Ideally, the two main elements of the training system are intensity and being functional by using all those planes of movements and energy systems.

 

Fast-forward to today, you see only twelve movements in one planar movement with people that just want to do 40-minute AMRAPs. The result is an imbalance that goes against what Greg Glassman wanted. Julien believes we should go back to Greg Glassman’s crossfit instead of going with Dave Castro’s crossfit.

 

[25:50] Examples of Functional Movements

 

Julien clearly doesn’t want to take away anything. Rather, he wants to add to it and correct systems. There are ways to do this to add work without taking away crossfit.

 

Take a day off. Grab a sandbag. Carry it for a hundred meters. This will fry your hamstrings. Your lower back will be pumped. In the meantime, you work that internal tuck. Another example is pulling a rope and targeting your lats so your lats can work in the frontal planes for once. Then get those biceps going. No need to do dips. Do it on bars as well. Then you’re suddenly going into an assistance work program.

 

Add movements that are more functional (ex. pushing a sled, dragging it, carrying a sandbag, pulling a rope). Instead of pressing a barbell, press a D-ball. Instead of snatching, take a 20-pound med ball and throw it as high as you can. Throw it as far high and back. Run through that so you’re also sprinting. That means you’ve done a triple extension with a sprint. It’s a crossfit workout, but you’ve done it using your muscles in a different way. On a med ball, instead of a hook grip, you have to squeeze the ball so now you’re engaging your pec.

---------------

• _Requests_
1. In the passage on crossfit training, recast the paragraph beginning "Add movements that are more functional" as a short bulleted list that keeps its main facts.
2. Extend the passage on crossfit training with a few sentences that pick up after its final sentence.

• _Raw data_
---------------

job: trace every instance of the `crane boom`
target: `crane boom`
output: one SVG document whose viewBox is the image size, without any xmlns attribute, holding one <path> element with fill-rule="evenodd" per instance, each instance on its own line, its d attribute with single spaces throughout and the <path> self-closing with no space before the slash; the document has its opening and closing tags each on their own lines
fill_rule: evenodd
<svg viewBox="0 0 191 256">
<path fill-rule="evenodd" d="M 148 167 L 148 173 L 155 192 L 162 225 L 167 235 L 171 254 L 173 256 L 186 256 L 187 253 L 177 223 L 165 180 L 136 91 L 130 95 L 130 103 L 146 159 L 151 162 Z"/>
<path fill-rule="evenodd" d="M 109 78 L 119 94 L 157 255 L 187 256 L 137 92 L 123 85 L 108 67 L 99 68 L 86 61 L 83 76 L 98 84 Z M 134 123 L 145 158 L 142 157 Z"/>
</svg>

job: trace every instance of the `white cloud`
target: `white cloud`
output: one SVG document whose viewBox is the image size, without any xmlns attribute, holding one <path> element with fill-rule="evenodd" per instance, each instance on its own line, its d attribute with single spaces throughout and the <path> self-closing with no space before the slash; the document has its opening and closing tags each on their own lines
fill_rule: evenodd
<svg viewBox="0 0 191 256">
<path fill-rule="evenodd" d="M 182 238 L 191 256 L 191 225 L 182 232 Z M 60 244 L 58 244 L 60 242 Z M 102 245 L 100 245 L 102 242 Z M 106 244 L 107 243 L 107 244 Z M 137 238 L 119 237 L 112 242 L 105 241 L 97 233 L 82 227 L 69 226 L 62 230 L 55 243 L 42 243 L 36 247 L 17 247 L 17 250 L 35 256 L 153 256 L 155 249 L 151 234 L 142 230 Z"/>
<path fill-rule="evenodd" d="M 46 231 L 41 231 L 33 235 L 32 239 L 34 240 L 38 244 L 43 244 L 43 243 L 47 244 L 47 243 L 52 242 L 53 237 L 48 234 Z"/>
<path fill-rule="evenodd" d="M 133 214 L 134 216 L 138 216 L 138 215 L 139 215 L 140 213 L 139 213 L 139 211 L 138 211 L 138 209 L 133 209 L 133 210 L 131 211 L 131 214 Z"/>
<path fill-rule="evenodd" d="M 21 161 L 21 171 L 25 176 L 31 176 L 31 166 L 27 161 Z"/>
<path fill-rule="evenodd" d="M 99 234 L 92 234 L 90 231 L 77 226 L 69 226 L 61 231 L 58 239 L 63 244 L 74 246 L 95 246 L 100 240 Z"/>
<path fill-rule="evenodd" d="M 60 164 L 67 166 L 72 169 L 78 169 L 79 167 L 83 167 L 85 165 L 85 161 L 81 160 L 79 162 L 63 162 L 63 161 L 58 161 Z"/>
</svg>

---------------

• _Task-by-task outputs_
1.
- Add more functional movements, such as pushing or dragging a sled, carrying a sandbag, or pulling a rope.
- Press a D-ball instead of a barbell.
- Instead of snatching, throw a 20-pound med ball as high as possible, high and back, then run through it so you are also sprinting. This is a triple extension with a sprint.
- It is still a crossfit workout, but the muscles are used differently.
- A med ball has no hook grip, so you have to squeeze it, which engages the pec.

2.
 

[28:50] Working with Crossfits, Not Against Them

 

Julien is neither working for crossfit coaches or against them. He’s working with them. What he wants is for the coaches to have the capacity to help people at the gym. He wants to shape the culture of the gyms so they take care of the 99% instead of making crossfit about the 1%.

 

Julien has worked with athletes but people have to understand it’s not crossfit. 99% of crossfit is common people. They come to the gym to feel better, for the community, and for performance.

 

[31:05] Coaches Follow What They See in the Regionals

 

Moreover, the games are changing. Julien sees how the games are changing the mentality. He loves to see Regionals without barbell because it’s going to force people to go back to dumbbells. This gives permission to crossfit box owners to use dumbbells again. Julien adds they have to put it at Regionals otherwise people don’t want to do it. It made him the happiest guy in the room.

 

Having a Brazilian Jiu-Jitsu background, Julien adds the biggest problem we have is to have the world champion black belt explaining their favorite sweep to a white belt.

 

[33:08] Julien’s Goal: Help the 99%

 

This said, although he trains some of the top 1%, his goal in life is to help the 99%. He wants to help the coaches do their job the best way they can and not see a high percentage of the crossfit population getting hurt.

 

Everywhere he goes, 60% to 70% of people have shoulder issues in crossfit. Julien firmly says we can fix that by developing the weak side. Otherwise, you conclude and blame it on being old. This is the part when people accept pain and say it is the way it is. Julien totally disagrees with this.

 

[35:34] Pain Is Not Normal

 

Julien reiterates that the first message is, it’s not normal to be in pain. We see that way too much in society. How can the body be that weak? How is it possible that we survived evolution?

 

The key is to educate coaches and shape the culture of the gym in a way that we can help people move better. Only then will we see most of those injuries will go away.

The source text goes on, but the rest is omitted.